WORK TO COMPLETE:
Please return only the lines from the one holding "Target: man's hand" through the one holding "like x=536, y=48.", exactly as they appear in the records below, both ends included.

DATA RECORDS:
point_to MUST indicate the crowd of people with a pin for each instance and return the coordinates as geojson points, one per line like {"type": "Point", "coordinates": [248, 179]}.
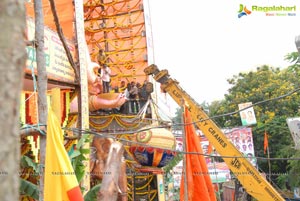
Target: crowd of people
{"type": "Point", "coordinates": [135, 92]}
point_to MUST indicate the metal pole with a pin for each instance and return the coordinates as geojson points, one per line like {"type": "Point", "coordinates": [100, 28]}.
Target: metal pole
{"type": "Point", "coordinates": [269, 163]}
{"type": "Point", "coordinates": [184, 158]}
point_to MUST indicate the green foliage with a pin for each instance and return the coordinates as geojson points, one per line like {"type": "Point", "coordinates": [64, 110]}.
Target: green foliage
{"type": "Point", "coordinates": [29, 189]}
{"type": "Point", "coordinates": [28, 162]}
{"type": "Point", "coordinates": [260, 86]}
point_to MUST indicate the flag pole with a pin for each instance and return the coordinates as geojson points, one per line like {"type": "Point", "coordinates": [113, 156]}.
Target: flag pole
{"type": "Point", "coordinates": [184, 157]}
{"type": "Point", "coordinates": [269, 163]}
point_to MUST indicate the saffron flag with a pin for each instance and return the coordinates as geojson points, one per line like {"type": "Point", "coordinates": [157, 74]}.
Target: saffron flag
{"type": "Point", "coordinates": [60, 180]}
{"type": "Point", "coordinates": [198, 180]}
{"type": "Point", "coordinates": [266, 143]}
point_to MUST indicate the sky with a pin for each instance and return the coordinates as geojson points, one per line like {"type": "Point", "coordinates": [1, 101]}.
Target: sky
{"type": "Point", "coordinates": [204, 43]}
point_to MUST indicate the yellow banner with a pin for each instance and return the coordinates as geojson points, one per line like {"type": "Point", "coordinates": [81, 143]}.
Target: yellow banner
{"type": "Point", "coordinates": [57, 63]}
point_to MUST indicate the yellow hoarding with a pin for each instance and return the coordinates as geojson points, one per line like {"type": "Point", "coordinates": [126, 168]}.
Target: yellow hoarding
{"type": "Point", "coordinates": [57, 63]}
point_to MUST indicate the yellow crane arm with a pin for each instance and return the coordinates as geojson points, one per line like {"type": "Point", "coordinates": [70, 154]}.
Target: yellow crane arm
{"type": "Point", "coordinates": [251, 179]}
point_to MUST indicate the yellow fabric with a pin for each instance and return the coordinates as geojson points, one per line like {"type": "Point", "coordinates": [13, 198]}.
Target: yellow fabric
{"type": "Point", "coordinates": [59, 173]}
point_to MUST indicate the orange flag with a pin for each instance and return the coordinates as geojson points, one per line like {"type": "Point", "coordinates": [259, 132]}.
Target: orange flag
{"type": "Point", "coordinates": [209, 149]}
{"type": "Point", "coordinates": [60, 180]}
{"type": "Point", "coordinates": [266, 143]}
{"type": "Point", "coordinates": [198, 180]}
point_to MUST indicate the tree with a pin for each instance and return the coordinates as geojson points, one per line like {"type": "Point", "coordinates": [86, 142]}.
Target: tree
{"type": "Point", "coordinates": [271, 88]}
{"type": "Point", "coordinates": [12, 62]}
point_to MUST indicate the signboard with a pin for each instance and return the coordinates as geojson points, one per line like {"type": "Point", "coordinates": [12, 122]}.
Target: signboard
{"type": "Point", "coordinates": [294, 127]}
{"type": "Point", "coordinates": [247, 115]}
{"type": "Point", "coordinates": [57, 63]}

---

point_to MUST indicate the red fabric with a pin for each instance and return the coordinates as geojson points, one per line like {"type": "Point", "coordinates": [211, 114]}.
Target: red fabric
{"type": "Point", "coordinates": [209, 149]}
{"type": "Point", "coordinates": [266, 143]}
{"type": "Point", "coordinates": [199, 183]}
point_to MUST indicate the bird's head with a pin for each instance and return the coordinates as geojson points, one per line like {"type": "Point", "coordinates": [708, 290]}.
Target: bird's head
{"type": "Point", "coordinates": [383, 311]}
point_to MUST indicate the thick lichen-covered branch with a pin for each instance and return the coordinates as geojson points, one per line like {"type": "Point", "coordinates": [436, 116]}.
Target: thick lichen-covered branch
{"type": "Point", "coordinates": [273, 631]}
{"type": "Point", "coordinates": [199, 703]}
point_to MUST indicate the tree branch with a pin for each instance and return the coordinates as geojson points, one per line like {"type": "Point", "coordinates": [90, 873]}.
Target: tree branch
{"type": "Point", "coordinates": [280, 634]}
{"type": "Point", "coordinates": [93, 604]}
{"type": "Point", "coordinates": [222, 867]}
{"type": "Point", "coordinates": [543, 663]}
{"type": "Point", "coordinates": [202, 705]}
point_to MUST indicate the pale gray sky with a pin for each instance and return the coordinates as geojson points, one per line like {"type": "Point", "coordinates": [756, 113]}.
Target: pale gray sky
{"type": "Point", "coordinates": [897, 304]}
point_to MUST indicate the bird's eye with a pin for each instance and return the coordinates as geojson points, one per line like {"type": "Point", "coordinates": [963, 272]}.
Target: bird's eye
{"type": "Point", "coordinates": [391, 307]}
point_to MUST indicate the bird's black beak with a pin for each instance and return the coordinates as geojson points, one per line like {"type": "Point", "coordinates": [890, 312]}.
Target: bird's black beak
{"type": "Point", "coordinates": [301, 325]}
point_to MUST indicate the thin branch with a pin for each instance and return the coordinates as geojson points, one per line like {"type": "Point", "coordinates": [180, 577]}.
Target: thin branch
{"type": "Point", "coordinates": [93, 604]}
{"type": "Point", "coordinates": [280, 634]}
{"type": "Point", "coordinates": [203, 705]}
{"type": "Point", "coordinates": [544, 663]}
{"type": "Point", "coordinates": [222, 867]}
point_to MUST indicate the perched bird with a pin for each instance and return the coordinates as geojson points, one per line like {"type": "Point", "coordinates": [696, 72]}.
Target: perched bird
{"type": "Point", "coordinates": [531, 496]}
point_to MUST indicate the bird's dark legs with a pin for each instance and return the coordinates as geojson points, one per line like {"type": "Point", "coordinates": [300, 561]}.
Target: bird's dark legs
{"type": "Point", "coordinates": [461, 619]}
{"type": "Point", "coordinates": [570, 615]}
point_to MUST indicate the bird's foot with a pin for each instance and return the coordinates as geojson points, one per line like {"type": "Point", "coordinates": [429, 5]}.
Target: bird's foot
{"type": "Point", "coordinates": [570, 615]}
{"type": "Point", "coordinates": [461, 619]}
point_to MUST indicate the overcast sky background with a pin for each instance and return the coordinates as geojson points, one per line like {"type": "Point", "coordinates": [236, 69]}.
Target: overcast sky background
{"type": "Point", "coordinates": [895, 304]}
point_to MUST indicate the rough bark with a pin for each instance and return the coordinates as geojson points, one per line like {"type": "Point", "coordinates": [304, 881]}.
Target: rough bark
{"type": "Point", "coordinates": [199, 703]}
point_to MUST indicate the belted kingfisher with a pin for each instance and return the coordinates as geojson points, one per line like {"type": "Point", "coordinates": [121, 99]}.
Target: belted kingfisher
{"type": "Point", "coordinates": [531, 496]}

...

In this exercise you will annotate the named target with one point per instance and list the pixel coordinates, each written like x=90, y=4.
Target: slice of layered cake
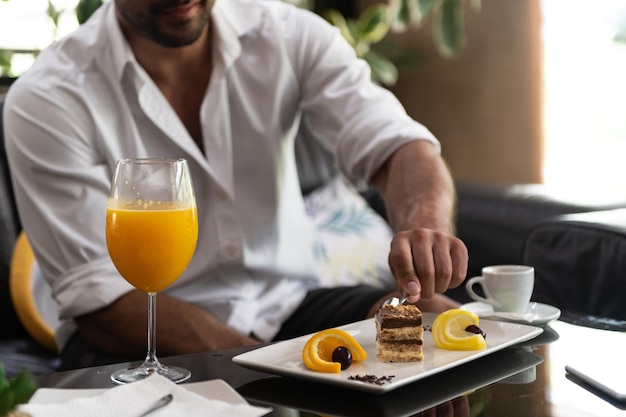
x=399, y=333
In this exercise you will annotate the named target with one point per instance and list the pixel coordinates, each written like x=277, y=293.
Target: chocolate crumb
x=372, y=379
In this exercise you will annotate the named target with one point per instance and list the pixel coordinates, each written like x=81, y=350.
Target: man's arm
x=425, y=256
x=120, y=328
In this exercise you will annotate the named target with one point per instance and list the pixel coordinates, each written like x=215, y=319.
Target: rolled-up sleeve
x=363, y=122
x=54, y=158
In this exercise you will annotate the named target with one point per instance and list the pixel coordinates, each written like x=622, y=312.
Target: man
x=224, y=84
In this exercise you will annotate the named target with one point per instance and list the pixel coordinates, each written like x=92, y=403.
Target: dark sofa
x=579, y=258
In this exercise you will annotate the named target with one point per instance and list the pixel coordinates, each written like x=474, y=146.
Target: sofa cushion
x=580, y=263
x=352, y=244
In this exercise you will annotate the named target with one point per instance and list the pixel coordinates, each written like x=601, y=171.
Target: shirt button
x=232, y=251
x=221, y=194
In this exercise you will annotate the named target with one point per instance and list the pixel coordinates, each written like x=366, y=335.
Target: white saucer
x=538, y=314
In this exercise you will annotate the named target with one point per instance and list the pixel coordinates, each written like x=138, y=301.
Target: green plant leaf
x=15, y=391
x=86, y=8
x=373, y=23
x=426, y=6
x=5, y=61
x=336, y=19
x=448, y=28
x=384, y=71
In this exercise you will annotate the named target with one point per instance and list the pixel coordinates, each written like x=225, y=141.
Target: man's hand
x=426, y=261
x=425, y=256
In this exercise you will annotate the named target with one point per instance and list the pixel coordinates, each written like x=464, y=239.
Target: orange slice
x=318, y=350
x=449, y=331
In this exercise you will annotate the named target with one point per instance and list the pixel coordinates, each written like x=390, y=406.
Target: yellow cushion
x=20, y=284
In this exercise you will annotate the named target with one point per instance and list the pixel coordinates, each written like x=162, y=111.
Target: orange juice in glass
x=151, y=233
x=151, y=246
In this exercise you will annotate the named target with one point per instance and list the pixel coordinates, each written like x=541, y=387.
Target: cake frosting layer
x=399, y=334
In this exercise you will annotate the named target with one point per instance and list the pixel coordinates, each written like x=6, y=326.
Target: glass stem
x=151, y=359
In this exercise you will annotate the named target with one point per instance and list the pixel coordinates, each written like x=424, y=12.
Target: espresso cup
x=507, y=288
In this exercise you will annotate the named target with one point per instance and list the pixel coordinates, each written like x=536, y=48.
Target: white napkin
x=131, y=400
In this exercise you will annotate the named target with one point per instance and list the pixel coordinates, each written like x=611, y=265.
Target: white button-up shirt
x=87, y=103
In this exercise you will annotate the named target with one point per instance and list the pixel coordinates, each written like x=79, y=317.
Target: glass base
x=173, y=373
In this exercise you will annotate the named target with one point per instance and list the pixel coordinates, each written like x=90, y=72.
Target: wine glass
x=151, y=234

YOUR SOLUTION:
Target: man's hand
x=426, y=261
x=425, y=256
In this exercise you will annotate the named target with one point per instance and list the pixel coordinates, each written like x=464, y=239.
Target: orange slice
x=318, y=350
x=449, y=331
In this exercise you will annotate the named target with one point per instance and list the pixel coordinates, each written like x=390, y=406.
Target: yellow cushion
x=20, y=284
In this exercise you will annotate the named target with one point per instance and list the pixel coordinates, each written like x=162, y=111.
Target: orange juice in glass
x=151, y=233
x=151, y=246
In this exercise you will annotate the named target with one point per instance and list the pixel coordinates, each written like x=541, y=387.
Target: cake frosting layer
x=399, y=334
In this exercise you will annotate the named target with one point per instance and list the pixel coordinates, each written like x=6, y=326.
Target: glass stem
x=151, y=359
In this exercise you will annotate the named target with one point per instance and list the pixel coordinates, each written like x=424, y=12.
Target: espresso cup
x=507, y=288
In this exercise you will annotate the named target with one point per instance and list the pixel coordinates, each written like x=536, y=48.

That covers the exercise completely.